* **Problem requirements**:
Please rewrite the material from the line with "of the eyebrow" to the line with "M225 248L225 249L226" as a JSON list of strings, one string per line, leaving out blank lines.

* **Material shown**:
•••••
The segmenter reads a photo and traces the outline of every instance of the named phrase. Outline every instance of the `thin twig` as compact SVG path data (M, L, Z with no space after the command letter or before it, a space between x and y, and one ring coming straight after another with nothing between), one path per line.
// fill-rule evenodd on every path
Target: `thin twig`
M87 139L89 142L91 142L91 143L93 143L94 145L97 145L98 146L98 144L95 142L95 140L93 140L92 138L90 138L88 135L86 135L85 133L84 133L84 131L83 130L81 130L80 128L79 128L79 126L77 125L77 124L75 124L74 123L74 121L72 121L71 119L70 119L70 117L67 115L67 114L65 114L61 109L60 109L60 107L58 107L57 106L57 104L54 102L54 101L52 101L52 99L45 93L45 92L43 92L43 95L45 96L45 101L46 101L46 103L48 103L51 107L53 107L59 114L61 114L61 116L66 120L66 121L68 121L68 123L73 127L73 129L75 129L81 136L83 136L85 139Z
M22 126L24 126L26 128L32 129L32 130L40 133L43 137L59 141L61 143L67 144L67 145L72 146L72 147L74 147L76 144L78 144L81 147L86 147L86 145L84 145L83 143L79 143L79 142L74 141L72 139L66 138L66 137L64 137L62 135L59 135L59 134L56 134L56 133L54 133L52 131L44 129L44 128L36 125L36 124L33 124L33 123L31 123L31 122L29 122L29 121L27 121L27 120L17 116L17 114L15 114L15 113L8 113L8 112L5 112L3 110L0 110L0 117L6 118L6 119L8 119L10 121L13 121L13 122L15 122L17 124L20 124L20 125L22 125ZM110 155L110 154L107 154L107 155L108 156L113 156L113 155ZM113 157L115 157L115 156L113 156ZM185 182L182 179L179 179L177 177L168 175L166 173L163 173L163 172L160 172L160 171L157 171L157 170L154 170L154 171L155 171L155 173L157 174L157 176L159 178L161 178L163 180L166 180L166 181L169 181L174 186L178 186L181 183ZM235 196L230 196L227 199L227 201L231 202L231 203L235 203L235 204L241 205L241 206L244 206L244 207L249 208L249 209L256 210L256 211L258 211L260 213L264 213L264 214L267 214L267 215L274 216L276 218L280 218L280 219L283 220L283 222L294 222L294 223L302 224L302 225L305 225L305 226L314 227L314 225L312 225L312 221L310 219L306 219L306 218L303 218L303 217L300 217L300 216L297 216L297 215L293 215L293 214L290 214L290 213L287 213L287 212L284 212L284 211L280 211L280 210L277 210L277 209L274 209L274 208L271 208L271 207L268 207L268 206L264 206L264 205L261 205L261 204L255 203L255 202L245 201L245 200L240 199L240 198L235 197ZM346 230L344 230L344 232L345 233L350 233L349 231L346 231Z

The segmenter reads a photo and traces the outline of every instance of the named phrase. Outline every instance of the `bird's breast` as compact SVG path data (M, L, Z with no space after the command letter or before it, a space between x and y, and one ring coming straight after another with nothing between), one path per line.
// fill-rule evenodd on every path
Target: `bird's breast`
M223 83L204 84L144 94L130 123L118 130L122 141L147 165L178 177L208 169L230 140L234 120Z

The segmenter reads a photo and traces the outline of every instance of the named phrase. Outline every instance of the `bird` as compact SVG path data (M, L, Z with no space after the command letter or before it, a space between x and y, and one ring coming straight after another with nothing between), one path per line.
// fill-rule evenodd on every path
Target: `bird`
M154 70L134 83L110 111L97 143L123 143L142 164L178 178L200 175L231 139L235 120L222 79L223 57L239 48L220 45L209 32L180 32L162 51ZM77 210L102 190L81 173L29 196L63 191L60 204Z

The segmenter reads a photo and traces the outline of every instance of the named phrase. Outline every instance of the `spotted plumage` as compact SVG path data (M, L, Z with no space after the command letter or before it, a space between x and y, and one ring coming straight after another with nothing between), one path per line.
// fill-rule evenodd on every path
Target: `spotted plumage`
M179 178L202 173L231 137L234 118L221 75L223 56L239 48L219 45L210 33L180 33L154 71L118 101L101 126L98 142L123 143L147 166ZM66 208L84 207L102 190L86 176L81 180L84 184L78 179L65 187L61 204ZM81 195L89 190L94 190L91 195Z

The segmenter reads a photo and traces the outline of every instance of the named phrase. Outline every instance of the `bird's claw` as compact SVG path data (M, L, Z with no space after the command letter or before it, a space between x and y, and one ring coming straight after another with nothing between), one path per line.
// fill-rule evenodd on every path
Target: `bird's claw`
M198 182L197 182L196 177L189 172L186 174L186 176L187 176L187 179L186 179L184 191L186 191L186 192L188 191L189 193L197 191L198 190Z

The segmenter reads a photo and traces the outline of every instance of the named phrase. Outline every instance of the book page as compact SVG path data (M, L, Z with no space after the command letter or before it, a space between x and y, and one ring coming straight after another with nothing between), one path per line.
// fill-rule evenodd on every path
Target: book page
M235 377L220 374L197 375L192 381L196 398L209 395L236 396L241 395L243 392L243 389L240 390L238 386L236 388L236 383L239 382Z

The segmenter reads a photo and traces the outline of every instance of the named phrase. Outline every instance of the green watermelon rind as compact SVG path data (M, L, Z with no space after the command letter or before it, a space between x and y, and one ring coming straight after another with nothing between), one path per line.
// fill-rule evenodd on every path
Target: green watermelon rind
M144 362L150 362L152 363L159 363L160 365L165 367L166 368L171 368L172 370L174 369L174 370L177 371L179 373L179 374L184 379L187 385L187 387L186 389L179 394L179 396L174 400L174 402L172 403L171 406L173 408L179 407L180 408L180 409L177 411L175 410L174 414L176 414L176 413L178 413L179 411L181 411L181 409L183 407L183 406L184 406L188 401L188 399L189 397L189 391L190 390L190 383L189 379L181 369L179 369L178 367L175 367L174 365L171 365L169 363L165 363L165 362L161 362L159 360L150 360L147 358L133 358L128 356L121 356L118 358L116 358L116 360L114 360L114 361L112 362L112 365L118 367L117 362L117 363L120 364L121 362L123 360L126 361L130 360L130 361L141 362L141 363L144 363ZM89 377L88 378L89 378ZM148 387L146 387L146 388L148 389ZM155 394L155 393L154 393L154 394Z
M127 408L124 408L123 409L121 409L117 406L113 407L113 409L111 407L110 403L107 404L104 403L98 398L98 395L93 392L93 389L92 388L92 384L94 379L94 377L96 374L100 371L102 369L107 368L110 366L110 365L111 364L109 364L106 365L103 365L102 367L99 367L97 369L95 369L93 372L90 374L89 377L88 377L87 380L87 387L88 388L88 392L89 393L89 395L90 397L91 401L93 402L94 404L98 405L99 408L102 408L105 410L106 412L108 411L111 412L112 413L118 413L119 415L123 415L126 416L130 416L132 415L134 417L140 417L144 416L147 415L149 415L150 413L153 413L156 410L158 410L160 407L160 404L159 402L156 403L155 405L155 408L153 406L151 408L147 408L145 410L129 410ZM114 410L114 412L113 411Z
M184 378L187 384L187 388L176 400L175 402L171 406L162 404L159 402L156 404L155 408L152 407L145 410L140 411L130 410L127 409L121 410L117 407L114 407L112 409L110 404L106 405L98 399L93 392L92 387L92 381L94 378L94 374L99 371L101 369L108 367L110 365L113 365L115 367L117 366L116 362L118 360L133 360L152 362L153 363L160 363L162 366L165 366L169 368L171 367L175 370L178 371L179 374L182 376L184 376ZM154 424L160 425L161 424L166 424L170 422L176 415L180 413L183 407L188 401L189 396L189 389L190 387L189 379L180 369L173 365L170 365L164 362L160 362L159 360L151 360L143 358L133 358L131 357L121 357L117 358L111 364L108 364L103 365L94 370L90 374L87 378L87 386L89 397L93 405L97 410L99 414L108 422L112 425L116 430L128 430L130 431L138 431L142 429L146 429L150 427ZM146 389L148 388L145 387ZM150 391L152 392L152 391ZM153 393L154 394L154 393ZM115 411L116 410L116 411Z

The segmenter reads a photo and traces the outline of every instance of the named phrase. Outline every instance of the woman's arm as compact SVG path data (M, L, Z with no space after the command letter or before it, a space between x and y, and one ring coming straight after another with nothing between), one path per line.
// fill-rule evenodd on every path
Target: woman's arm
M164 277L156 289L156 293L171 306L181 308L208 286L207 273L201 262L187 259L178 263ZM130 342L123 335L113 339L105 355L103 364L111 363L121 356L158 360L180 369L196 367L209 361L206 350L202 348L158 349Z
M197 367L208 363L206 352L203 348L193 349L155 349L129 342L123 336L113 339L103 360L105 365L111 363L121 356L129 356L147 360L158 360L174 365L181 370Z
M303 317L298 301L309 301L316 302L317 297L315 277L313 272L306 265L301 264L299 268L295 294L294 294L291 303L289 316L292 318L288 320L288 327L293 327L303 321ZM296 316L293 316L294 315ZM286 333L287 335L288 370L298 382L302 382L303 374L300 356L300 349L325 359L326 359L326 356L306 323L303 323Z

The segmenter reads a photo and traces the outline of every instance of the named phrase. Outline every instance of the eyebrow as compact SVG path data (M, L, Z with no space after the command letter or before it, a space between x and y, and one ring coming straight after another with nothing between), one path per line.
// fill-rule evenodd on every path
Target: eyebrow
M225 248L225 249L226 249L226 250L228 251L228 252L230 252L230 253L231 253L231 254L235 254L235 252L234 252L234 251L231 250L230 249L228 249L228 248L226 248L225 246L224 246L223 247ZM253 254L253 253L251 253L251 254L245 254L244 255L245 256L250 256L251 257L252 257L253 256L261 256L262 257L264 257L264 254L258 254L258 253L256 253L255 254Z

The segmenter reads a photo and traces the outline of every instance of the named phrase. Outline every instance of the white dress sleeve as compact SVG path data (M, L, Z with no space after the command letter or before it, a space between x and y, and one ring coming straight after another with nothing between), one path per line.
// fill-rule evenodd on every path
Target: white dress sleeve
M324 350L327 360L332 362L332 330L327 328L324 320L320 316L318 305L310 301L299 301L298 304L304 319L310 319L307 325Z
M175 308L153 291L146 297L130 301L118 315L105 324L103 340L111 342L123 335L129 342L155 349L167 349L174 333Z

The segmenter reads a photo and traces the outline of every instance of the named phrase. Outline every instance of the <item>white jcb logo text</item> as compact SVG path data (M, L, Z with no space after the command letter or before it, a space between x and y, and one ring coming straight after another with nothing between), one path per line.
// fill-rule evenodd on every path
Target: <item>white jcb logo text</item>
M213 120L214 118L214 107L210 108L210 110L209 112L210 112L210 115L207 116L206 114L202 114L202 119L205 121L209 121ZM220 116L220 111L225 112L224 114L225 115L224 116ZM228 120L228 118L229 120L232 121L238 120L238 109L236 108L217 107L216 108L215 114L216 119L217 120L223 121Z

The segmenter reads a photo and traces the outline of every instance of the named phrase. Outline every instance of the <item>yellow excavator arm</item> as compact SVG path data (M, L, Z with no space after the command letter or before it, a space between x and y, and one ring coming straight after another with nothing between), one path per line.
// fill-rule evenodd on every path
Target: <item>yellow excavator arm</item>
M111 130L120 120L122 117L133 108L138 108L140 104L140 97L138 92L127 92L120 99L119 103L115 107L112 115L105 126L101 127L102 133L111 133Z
•••••
* **Solution to this problem**:
[
  "The segmenter reads a photo and traces the outline of every instance of the named phrase. Outline every instance of the eyebrow as compact SVG path data (M, L, Z with no space after the command letter or before it, a space between x and y, and one ring coming straight after another with nothing between), one path per line.",
  "// fill-rule evenodd on every path",
  "Target: eyebrow",
  "M225 248L225 249L226 249L226 250L228 251L228 252L230 252L230 253L231 253L231 254L235 254L235 252L234 252L234 251L231 250L230 249L228 249L228 248L226 248L225 246L224 246L223 247ZM253 254L253 253L251 253L251 254L245 254L244 255L245 256L250 256L251 257L252 257L253 256L261 256L262 257L264 257L264 254L258 254L258 253L256 253L255 254Z"
]